_TÂCHE À RÉALISER:_
Recopiez tout ce qui va de « Un voyage dans » jusqu'à « la télé d’avant. » dans le texte ci-dessous sur les archives de l'INA.

_EXTRAIT CHOISI:_
═══
Un voyage dans le (bon)
temps
Une spirale infernale qui vous
entraîne d’un reportage de guerre à une pièce de théâtre, d’une retransmission
sportive à « La famille Duraton », ou d’une dramatique à un
« Sacha Show ». L’éventail des vices télévisuels est immense. Le
plaisir toujours plus intense. Pour les drogués du PAF, l’INA propose même une offre premium : un pass illimité à 2,99 euros par mois et l’accès à un
catalogue quasi infini de séries, fictions, documentaires, concerts, etc. Ce
n’est plus Bry-sur-Marne (siège de l’INA), c’est Babylone-sur-Télé ! La
TNT et ses 27 chaînes gratuites peuvent couper le signal. Quand on a goûté aux
vapeurs de l’INA, le reste paraît aussi excitant que la mire, un soir d’hiver,
dans une chambre de bonne avec vue sur la gare de Vierzon. Le poste de papa est
définitivement mort. Mais on se régale avec la télé d’avant.
L’INA vous offre un voyage
dans le temps de votre sofa. Avertissement, carré blanc, appel au CSA, cette
machine à explorer le passé n’est pas sans risques pour les cœurs fragiles, les
émotifs et les sentimentaux. Car revoir une émission de notre enfance, une
actrice figée dans sa jeunesse éternelle ou un écrivain admiré procure un sentiment
ambigu, l’impression de se télétransporter dans une capsule douillette en
dehors des tracas du quotidien, mais également un désarroi face aux programmes
actuels. Comment autant d’intelligence et de finesse ont-elles pu être balayées
en une vingtaine d’années ? Faites l’expérience de l’INA pour constater
que la télé fut un laboratoire d’idées, une maison de la culture ouverte à tous
et un diffuseur de savoir. Cette télé qu’on nous racontait être sous
surveillance politique avait plus de génie que toutes les fausses libertés d’un
système soumis à la concurrence. La multiplication des canaux a contraint
l’expression et a nivelé vers le bas.
Jacques Chancel, Michel
Déon et Citroën SM
À la manière de la comptine des trois petits chats, « marabout, bout d’ficelle, selle de cheval… », l’INA se répand comme un rhizome, ses ramifications sont abyssales. Un week-end, il était 20 heures, j’avais abandonné l’idée de regarder les chaînes hertziennes. J’avais soif d’objectivité et d’aventures. Je me laisse donc guider par l’INA. Mon envie du moment était de revoir la Citroën SM à moteur Maserati. Je tombe en accès libre sur le journal « Provence Actualités » de 1970 où un journaliste essaye ce fleuron de l’industrie automobile française sur l’autoroute de l’Est. La voiture est blanche, immatriculée 75. Elle file sur la voie de droite, la prévention routière n’était pas dans le car régie. Le « pilote » parle d’allure rapide, de 16 chevaux fiscaux, d’un six cylindres en V et d’une consommation entre 13 et 21 litres sans sourciller. Je sens que la mélodie du bonheur va m’envahir. Je me dis que ces années 1970 fonçaient sans faux-semblants et sans cache-sexe.
═══
_DONNÉES:_
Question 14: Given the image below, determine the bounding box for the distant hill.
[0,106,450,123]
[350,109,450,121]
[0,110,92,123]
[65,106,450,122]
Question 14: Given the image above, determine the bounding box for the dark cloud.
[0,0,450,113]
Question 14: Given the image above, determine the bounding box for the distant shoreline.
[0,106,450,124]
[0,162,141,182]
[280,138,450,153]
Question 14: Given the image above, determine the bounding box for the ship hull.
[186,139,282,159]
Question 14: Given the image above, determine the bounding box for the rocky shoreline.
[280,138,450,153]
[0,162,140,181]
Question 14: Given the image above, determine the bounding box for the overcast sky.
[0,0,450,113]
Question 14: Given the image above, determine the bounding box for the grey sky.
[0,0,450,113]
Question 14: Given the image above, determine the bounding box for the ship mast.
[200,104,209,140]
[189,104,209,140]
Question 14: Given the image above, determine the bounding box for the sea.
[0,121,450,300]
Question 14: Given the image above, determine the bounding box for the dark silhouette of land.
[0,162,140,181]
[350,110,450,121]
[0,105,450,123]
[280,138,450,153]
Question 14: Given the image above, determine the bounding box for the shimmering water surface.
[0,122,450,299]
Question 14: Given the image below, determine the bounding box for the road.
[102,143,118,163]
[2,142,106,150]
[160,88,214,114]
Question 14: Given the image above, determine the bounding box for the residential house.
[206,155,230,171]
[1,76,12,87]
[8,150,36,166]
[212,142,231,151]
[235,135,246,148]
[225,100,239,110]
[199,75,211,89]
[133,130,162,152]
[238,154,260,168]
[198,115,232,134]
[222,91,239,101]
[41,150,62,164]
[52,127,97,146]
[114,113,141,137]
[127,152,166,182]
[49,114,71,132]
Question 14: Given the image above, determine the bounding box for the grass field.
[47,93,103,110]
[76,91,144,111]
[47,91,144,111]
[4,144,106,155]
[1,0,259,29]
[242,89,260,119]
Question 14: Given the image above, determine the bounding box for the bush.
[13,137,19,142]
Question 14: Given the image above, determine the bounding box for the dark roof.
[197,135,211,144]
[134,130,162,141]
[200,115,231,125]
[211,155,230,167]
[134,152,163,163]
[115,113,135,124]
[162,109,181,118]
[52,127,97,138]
═══
_CORRIGÉ DÉTAILLÉ:_
Un voyage dans le (bon)
temps
Une spirale infernale qui vous
entraîne d’un reportage de guerre à une pièce de théâtre, d’une retransmission
sportive à « La famille Duraton », ou d’une dramatique à un
« Sacha Show ». L’éventail des vices télévisuels est immense. Le
plaisir toujours plus intense. Pour les drogués du PAF, l’INA propose même une offre premium : un pass illimité à 2,99 euros par mois et l’accès à un
catalogue quasi infini de séries, fictions, documentaires, concerts, etc. Ce
n’est plus Bry-sur-Marne (siège de l’INA), c’est Babylone-sur-Télé ! La
TNT et ses 27 chaînes gratuites peuvent couper le signal. Quand on a goûté aux
vapeurs de l’INA, le reste paraît aussi excitant que la mire, un soir d’hiver,
dans une chambre de bonne avec vue sur la gare de Vierzon. Le poste de papa est
définitivement mort. Mais on se régale avec la télé d’avant.